EXTRACT TO READ –
Chief executive Michael Lewis used his first interview since taking up his role in June to draw a line under its previous dependence on Gazprom, which led to a government bailout as the company wracked up €19bn in losses after Vladimir Putin, Russia’s president, cut gas supplies to Europe last year.
“Were we too reliant on Russian gas? It turned out yes,” Lewis told the Financial Times.
The 56-year-old Briton added: “It is important to have diversity. There’s no question about that. And that’s one thing the crisis has brought home to us loud and clear.” The company now imports a mixture of pipeline gas and LNG from suppliers in the Netherlands, the US, Norway, Australia and Azerbaijan.
After Putin’s full-scale invasion of Ukraine, Uniper became an ill-fated symbol of the over-reliance of Europe’s largest economy on Moscow, with the industrial nation importing more than half of its gas from Russia. As well as being pushed to the brink of collapse by Putin’s decision to cut gas supplies to Europe, Uniper lost control of its Russian subsidiary Unipro, which the Kremlin expropriated in April, in the first in a wave of seizures of western assets.

EXTRACTED MATERIAL –
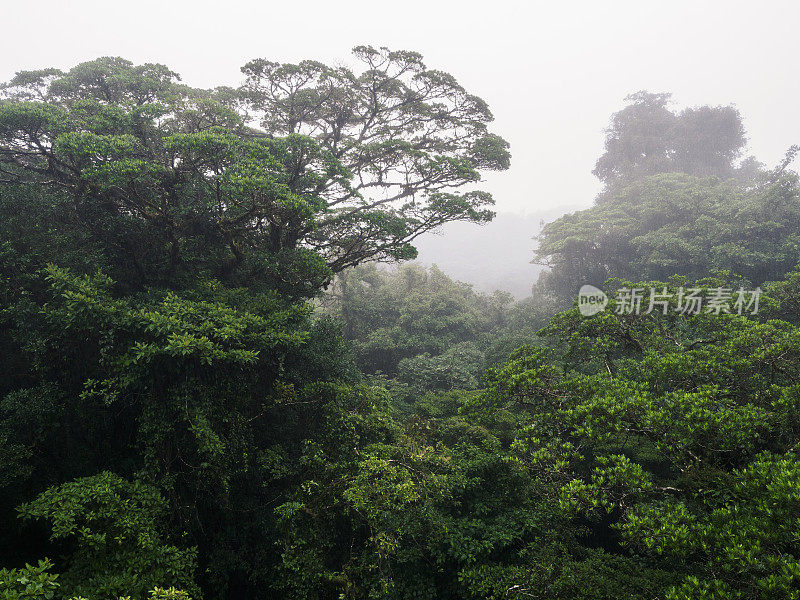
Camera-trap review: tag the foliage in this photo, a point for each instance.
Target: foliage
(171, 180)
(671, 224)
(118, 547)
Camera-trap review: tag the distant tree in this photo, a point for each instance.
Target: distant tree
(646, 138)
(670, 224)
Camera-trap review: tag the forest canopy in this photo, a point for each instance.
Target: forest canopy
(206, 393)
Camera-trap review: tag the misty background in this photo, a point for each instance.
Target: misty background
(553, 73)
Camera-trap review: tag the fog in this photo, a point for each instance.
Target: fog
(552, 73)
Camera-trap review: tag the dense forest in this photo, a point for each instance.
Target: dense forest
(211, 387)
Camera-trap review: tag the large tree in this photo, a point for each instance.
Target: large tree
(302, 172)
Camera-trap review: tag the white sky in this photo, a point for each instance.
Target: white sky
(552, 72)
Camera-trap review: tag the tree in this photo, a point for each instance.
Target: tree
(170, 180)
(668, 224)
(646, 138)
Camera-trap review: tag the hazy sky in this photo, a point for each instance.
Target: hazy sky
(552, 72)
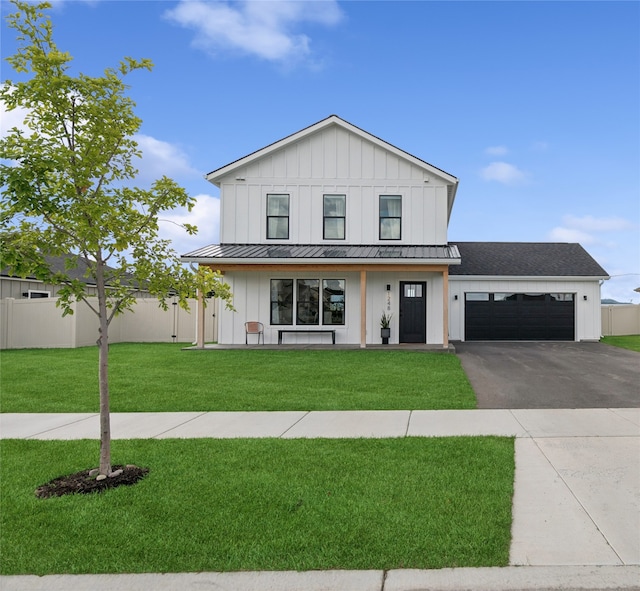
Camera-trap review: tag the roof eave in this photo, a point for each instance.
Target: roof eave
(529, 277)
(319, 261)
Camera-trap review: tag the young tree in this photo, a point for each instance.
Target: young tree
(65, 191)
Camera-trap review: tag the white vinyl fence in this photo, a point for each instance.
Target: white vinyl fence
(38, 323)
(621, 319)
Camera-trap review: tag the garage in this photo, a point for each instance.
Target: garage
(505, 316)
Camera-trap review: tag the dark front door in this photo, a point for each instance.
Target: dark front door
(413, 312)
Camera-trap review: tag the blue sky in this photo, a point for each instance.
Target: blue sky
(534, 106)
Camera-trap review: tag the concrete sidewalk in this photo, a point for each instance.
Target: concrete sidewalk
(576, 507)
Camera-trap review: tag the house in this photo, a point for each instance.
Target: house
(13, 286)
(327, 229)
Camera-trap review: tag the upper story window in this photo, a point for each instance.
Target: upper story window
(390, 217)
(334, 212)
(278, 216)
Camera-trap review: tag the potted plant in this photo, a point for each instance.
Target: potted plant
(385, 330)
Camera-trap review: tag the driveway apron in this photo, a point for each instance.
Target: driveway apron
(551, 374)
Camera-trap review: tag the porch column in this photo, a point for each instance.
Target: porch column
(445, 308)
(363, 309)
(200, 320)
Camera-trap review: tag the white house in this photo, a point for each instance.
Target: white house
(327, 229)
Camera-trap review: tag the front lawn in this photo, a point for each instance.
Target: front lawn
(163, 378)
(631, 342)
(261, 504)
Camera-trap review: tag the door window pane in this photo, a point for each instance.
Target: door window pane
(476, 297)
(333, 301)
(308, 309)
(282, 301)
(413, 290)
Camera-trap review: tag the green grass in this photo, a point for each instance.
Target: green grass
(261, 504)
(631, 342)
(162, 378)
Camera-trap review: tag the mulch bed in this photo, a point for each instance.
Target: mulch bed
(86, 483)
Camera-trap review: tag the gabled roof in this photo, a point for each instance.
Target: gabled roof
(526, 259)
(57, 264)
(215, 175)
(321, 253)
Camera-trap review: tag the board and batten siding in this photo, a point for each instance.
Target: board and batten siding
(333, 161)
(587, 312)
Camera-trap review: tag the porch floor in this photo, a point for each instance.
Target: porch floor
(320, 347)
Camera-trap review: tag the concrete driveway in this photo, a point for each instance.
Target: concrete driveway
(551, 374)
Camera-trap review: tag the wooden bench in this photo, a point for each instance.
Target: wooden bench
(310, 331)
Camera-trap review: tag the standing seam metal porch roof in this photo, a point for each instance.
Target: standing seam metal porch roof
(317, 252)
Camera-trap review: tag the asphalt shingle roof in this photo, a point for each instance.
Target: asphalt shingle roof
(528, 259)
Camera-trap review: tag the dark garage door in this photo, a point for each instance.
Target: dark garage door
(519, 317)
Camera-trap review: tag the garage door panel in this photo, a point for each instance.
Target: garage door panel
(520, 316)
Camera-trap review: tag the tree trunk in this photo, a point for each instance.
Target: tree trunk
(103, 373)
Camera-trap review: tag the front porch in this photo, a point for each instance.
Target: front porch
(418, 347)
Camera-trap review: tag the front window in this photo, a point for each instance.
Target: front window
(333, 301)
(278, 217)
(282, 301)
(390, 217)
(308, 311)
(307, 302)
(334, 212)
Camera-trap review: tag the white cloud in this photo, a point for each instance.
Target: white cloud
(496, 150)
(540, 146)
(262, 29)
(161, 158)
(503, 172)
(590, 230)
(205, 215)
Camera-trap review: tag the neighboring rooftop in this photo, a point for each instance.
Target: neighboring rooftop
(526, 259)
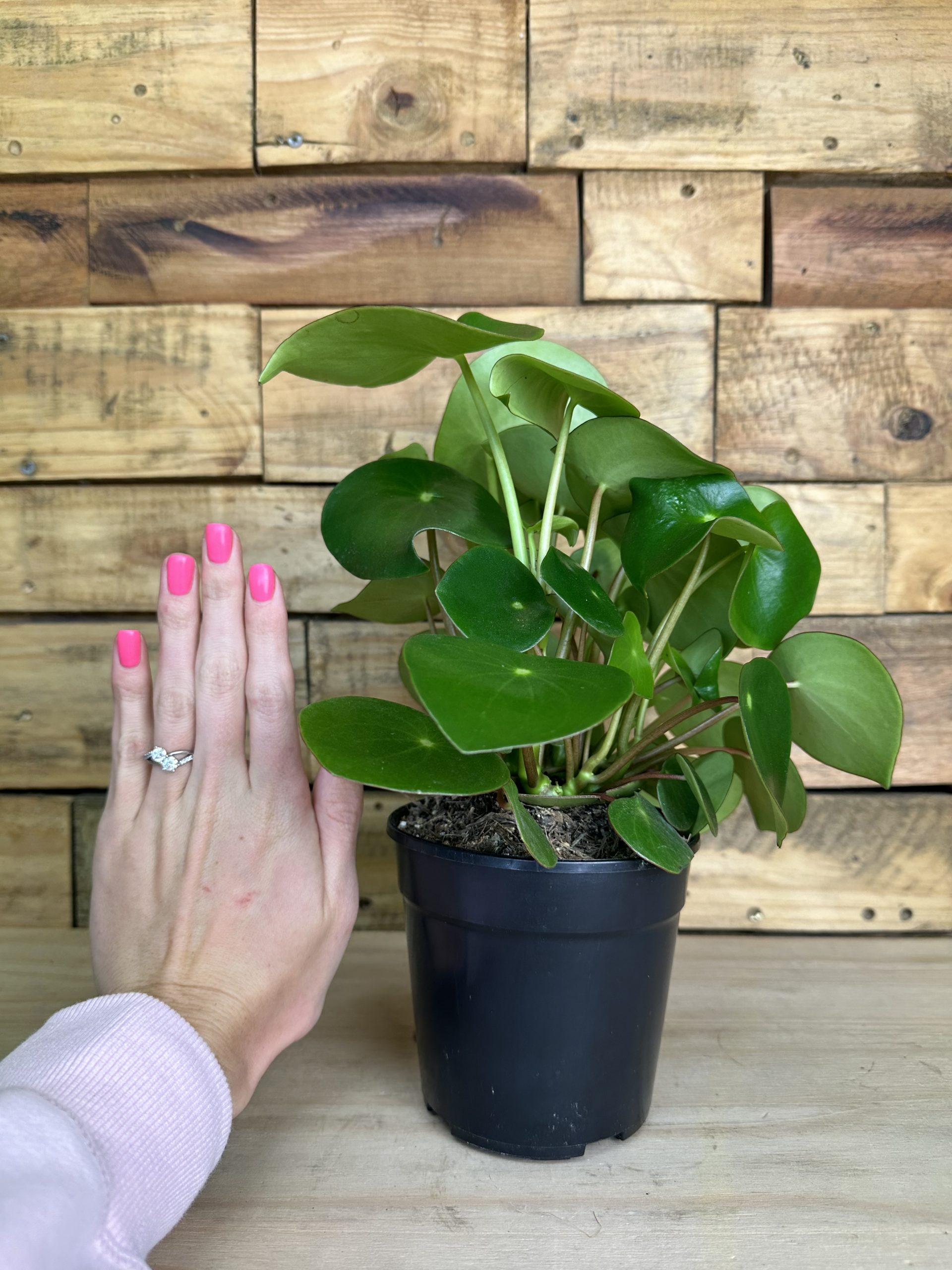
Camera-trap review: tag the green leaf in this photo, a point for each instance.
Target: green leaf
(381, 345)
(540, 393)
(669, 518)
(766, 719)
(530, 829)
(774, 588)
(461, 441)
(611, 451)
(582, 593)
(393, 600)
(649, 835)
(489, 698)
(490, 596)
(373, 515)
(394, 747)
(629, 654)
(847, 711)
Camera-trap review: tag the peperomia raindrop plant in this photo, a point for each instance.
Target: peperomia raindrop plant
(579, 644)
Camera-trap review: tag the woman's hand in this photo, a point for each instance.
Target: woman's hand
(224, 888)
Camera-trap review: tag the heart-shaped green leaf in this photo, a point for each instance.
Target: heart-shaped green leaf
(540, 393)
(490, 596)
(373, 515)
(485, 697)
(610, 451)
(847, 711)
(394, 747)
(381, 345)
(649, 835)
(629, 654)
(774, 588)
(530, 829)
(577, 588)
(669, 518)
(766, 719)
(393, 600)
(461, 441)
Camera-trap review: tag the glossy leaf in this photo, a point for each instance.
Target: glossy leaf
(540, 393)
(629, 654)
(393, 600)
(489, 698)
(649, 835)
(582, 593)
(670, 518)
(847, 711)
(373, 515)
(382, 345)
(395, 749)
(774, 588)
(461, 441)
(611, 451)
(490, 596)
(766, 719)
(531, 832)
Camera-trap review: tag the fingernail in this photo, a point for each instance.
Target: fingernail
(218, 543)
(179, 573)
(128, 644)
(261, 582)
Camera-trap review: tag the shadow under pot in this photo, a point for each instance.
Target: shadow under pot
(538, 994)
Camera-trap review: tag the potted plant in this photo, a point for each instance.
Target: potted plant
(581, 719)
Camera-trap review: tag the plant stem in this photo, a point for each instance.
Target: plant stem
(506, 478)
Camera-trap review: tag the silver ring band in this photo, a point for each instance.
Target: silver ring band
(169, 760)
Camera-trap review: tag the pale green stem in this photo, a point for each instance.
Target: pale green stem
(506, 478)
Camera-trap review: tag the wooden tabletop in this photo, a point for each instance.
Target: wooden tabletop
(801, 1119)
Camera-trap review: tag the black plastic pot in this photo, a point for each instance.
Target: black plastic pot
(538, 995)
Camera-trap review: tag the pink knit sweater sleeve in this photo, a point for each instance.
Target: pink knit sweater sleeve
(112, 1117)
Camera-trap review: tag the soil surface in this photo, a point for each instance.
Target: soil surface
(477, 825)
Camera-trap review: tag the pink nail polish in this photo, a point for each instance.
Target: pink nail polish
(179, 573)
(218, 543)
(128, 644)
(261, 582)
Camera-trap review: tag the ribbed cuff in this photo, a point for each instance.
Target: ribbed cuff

TASK 1 –
In the excerpt on Uniper and Russian gas, which Russian subsidiary did Uniper lose control of?
TASK 2 –
Reproduce everything in the excerpt on Uniper and Russian gas from "Chief executive Michael" down to "Australia and Azerbaijan.".
TASK 3 –
Write what comes next in the excerpt on Uniper and Russian gas, starting after its final sentence.

ANSWER SECTION 1 –
Unipro

ANSWER SECTION 2 –
Chief executive Michael Lewis used his first interview since taking up his role in June to draw a line under its previous dependence on Gazprom, which led to a government bailout as the company wracked up €19bn in losses after Vladimir Putin, Russia’s president, cut gas supplies to Europe last year.
“Were we too reliant on Russian gas? It turned out yes,” Lewis told the Financial Times.
The 56-year-old Briton added: “It is important to have diversity. There’s no question about that. And that’s one thing the crisis has brought home to us loud and clear.” The company now imports a mixture of pipeline gas and LNG from suppliers in the Netherlands, the US, Norway, Australia and Azerbaijan.

ANSWER SECTION 3 –
Lewis, who was previously chief executive of the utility Eon UK, promised to generate a “good return on investment” for the German government. Berlin injected €13.5bn in equity for a 99 per cent stake and granted the company €6bn in loans, in one of the biggest corporate bailouts in German history.
Uniper enjoyed what it called “exceptionally” good results in the first half of 2023, with earnings before interests and taxes of €3.7bn, compared with a €757mn loss in the same period last year, thanks to favourable gas market conditions and a successful hedging strategy.
The company stressed the record performance was unlikely to be repeated. But German government officials say their ultimate aim is to make a profit on the investment, akin to the €760mn gain it made last year on its rescue of Lufthansa during the coronavirus pandemic.
Lewis said he was “confident” the company could achieve that goal thanks to an €8bn plan to make the fossil fuel group greener.
The German government, which is required under EU state-aid rules to reduce its stake in Uniper to 25 per cent by 2028, is expected to set out a strategy for exiting the company by the end of the year.
Uniper, which operates power stations in Germany, the UK, Sweden and the Netherlands, on Tuesday brought forward its target date for carbon neutrality from 2050 to 2040.
It pledged to exit coal-fired power generation in 2029, eight years earlier than planned, as well as decarbonising other existing assets and building new ones.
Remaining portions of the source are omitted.